EXERCISE DETAILS
When a line of the records below contains the string "panel", copy that whole line.

[Dataset records]
************

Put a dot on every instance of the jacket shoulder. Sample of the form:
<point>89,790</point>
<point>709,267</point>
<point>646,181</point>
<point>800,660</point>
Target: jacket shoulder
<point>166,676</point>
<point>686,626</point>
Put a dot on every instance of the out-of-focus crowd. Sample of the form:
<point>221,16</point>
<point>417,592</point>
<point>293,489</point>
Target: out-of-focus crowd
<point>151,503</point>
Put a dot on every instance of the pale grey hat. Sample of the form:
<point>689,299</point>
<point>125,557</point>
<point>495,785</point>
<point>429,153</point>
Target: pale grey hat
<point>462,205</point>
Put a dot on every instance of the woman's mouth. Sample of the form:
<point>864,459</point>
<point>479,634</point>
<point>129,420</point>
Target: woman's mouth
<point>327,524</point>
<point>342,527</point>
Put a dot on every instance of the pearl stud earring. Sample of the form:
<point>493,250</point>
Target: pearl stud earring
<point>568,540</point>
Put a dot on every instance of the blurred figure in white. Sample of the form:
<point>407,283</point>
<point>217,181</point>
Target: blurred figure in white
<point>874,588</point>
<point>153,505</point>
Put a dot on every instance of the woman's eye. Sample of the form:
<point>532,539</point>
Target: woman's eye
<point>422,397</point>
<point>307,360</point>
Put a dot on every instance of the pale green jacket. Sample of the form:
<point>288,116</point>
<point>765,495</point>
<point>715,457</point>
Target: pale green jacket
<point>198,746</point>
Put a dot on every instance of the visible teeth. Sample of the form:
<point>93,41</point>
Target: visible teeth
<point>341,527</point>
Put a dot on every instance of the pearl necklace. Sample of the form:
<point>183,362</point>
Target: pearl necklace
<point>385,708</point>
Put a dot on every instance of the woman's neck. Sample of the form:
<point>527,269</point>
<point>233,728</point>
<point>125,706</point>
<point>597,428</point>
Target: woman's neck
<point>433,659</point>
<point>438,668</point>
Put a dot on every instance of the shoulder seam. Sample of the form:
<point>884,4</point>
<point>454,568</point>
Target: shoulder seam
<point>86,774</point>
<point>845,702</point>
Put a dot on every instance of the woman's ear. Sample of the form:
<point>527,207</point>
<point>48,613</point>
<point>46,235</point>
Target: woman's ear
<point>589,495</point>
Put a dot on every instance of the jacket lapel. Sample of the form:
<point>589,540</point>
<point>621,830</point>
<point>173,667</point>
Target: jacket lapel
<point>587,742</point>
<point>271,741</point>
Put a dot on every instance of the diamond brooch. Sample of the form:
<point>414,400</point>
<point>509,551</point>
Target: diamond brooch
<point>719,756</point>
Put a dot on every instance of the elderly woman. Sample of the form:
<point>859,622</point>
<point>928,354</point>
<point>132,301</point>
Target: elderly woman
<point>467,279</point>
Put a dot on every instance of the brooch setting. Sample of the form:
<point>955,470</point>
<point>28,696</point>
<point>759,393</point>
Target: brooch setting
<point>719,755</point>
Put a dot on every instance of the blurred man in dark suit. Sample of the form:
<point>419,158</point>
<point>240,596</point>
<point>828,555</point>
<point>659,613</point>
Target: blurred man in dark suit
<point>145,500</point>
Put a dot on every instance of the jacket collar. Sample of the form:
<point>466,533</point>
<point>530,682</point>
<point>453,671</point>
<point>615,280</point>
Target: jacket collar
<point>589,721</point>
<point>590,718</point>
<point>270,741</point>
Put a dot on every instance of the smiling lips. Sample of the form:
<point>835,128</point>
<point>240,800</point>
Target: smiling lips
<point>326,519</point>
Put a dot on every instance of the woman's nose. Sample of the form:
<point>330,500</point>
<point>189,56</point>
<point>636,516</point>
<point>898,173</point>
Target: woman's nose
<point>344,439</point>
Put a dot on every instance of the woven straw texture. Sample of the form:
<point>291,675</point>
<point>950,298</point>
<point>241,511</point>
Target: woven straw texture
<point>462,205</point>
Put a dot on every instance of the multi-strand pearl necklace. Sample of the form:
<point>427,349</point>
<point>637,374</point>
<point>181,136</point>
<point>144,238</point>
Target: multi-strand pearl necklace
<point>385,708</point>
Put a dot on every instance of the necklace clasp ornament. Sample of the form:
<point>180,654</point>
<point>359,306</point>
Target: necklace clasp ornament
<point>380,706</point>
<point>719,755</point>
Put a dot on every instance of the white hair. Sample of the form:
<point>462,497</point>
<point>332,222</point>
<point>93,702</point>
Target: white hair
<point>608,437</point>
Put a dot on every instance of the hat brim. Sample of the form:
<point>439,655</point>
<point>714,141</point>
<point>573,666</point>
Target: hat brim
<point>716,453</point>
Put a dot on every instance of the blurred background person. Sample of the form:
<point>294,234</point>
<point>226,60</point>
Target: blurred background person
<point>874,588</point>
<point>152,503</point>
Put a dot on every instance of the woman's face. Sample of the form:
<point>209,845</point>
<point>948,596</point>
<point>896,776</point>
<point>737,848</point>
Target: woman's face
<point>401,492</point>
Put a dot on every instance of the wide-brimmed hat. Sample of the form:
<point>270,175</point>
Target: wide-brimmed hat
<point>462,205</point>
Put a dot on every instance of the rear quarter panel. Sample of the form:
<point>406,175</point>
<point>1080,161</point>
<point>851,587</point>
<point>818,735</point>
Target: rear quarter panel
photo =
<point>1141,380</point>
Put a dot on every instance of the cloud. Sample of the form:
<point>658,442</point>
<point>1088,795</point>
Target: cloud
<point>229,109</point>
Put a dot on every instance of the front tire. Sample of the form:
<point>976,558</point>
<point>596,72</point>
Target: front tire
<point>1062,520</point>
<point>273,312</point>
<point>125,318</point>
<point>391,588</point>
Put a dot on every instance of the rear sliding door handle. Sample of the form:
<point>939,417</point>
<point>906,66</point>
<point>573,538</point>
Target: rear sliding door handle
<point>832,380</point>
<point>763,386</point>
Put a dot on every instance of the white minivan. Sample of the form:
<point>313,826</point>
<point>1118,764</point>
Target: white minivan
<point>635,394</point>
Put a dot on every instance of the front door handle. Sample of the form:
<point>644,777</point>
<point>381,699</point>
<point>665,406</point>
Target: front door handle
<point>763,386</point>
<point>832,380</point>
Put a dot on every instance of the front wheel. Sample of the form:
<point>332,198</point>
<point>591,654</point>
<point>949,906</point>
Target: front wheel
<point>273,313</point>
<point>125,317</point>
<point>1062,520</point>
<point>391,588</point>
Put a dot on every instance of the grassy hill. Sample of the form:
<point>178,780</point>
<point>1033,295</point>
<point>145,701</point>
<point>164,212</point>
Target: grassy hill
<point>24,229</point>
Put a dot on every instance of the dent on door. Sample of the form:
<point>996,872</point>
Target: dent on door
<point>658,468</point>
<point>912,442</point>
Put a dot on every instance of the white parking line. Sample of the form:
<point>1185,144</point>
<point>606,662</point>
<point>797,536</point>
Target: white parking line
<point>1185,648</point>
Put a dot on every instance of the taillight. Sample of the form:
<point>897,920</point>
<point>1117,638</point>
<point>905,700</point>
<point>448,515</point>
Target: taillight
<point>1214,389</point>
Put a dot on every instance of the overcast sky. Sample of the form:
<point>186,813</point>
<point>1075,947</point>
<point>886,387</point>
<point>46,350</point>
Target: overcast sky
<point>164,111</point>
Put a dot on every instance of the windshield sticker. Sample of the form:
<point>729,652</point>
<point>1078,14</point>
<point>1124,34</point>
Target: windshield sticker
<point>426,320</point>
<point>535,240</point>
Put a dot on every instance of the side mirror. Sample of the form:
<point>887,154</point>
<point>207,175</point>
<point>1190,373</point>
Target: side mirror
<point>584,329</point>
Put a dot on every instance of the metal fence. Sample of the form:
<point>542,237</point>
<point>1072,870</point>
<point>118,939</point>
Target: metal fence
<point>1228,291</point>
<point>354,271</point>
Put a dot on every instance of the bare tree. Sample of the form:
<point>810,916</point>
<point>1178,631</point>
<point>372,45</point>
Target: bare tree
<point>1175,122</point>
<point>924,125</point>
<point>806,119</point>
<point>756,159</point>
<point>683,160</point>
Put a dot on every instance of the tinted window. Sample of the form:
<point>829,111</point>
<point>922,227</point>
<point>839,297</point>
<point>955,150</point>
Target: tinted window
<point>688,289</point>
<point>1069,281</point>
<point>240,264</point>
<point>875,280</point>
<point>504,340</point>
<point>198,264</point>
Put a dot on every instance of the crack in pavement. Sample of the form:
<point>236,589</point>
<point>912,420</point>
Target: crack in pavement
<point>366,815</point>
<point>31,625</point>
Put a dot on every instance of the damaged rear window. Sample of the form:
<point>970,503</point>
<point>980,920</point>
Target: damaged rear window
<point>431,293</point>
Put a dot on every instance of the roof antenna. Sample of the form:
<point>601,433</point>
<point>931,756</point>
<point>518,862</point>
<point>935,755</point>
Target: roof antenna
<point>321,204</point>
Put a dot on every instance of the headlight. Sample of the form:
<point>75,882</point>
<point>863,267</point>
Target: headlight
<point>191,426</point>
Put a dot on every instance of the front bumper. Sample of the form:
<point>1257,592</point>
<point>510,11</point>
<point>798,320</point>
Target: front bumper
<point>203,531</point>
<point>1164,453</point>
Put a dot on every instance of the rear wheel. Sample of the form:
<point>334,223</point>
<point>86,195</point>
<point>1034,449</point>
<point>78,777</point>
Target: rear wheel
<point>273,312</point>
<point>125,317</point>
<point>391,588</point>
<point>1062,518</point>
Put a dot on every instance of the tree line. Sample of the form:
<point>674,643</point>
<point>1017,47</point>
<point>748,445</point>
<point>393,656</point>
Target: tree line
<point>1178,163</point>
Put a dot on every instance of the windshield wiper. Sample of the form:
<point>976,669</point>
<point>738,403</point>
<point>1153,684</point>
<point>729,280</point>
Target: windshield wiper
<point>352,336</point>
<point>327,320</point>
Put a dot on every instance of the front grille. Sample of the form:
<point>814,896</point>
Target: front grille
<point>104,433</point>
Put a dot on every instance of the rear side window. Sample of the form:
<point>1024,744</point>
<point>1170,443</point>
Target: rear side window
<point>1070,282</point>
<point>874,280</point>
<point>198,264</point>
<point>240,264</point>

************

EXERCISE RESPONSE
Put a dot on every instance of the rear quarter panel. Sample of the form:
Target: rear quarter panel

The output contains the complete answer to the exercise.